■ SELECTED EXTRACT:
--- BEGIN ---
5 April 2026
Digital Heritage Compliance: A Governance Framework for NLHF-Funded Projects
Winning an NLHF grant is a significant achievement. Staying compliant with the conditions attached to it is where many heritage organisations struggle. The National Lottery Heritage Fund’s Heritage 2033 strategy sets clear expectations for how digital outputs should be managed, licensed, stored, and made accessible. These are not suggestions; they are conditions tied to your grant agreement, your final drawdown payment, and your organisation’s reputation as a credible steward of public funding.
This article sets out a practical compliance framework for NLHF-funded digital heritage projects. It covers the five pillars that fund reviewers and monitors assess — drawn from the NLHF’s digital good practice guidance — scope, openness, accessibility, availability, and governance — and provides a concrete reference for project managers, archivists, and directors who need to demonstrate that their digital outputs meet the required standard.
If your project cannot demonstrate compliance at final evaluation, you risk delayed or withheld payments — and you make it harder for your organisation to secure funding in future.
--- END ---
■ INFORMATION SUPPLIED:
--- BEGIN ---
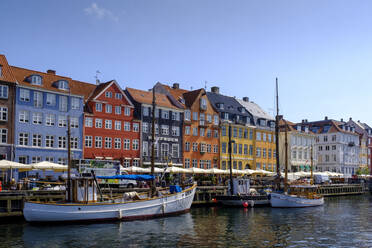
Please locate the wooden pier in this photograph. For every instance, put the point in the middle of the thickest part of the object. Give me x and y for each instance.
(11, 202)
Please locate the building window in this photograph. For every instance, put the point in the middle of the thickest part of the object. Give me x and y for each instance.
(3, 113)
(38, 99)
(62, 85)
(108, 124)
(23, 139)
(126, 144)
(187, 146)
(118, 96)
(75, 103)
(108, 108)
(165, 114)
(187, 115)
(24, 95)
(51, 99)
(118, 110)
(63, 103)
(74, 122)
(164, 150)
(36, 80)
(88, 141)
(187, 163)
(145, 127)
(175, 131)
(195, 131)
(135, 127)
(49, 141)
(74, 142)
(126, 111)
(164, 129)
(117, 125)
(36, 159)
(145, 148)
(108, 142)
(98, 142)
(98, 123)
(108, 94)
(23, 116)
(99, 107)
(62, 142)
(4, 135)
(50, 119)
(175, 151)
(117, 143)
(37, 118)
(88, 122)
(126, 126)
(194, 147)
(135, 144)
--- END ---
--- BEGIN ---
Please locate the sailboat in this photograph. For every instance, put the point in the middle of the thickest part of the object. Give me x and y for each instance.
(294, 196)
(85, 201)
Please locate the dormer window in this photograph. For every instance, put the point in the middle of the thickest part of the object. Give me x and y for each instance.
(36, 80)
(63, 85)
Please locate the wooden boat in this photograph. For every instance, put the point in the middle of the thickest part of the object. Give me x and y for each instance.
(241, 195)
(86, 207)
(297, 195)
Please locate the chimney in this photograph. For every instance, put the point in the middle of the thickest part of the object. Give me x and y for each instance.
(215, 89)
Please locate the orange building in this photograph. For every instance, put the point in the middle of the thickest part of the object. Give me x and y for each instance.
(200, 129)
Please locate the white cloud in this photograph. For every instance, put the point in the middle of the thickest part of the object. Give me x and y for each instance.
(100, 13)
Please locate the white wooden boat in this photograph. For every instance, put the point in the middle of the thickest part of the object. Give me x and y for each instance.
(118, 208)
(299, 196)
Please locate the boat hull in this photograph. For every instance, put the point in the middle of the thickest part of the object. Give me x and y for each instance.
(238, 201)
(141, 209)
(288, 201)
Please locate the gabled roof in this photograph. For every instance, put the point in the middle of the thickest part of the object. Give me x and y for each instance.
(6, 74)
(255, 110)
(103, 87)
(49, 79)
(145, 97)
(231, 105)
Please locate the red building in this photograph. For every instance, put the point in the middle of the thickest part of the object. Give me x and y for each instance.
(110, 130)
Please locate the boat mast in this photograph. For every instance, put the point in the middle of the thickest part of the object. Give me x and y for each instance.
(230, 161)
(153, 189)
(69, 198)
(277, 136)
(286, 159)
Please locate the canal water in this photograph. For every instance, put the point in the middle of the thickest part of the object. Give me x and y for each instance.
--- END ---
--- BEGIN ---
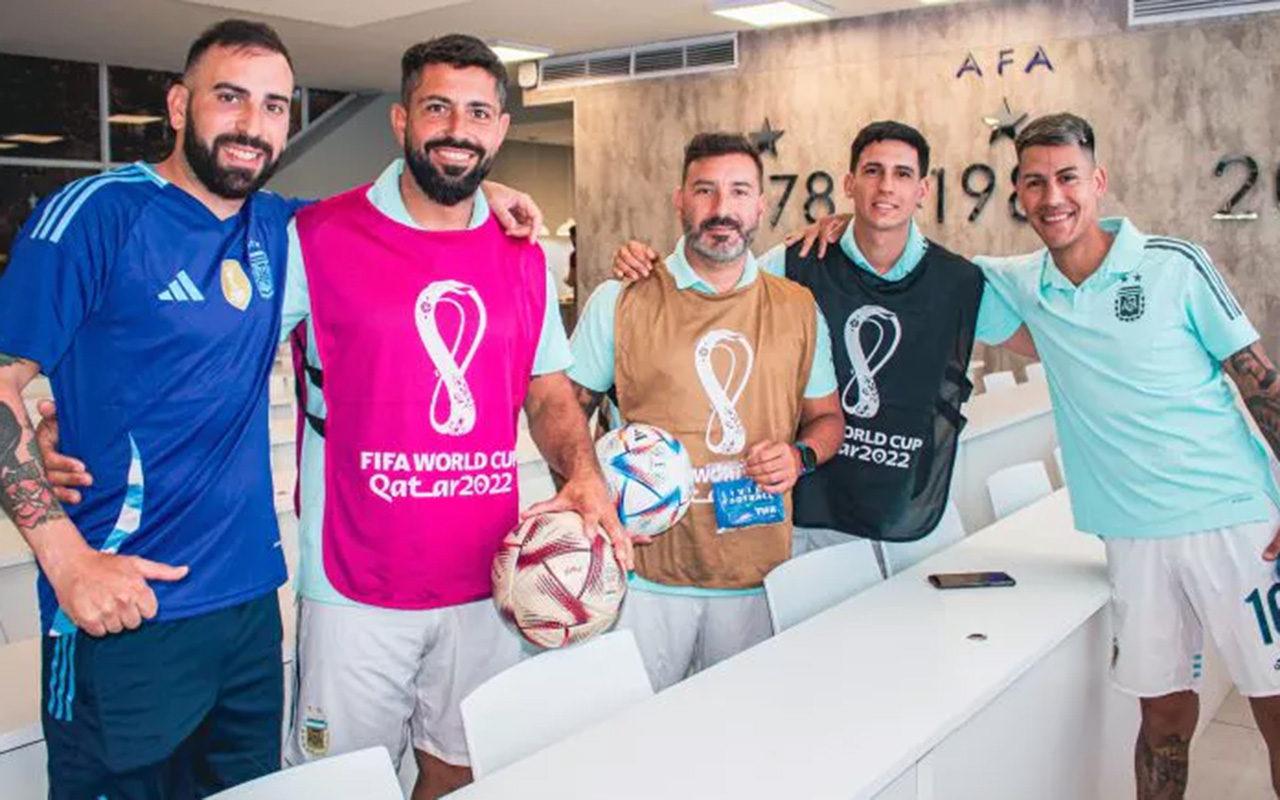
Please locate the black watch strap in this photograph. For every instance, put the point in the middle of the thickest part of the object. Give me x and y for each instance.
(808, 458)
--- END ---
■ THE PROBLEM: Repeat the digital heritage compliance article in full, word for word. The material comes from a separate source.

■ THE ANSWER:
5 April 2026
Digital Heritage Compliance: A Governance Framework for NLHF-Funded Projects
Winning an NLHF grant is a significant achievement. Staying compliant with the conditions attached to it is where many heritage organisations struggle. The National Lottery Heritage Fund’s Heritage 2033 strategy sets clear expectations for how digital outputs should be managed, licensed, stored, and made accessible. These are not suggestions; they are conditions tied to your grant agreement, your final drawdown payment, and your organisation’s reputation as a credible steward of public funding.
This article sets out a practical compliance framework for NLHF-funded digital heritage projects. It covers the five pillars that fund reviewers and monitors assess — drawn from the NLHF’s digital good practice guidance — scope, openness, accessibility, availability, and governance — and provides a concrete reference for project managers, archivists, and directors who need to demonstrate that their digital outputs meet the required standard.
If your project cannot demonstrate compliance at final evaluation, you risk delayed or withheld payments — and you make it harder for your organisation to secure funding in future.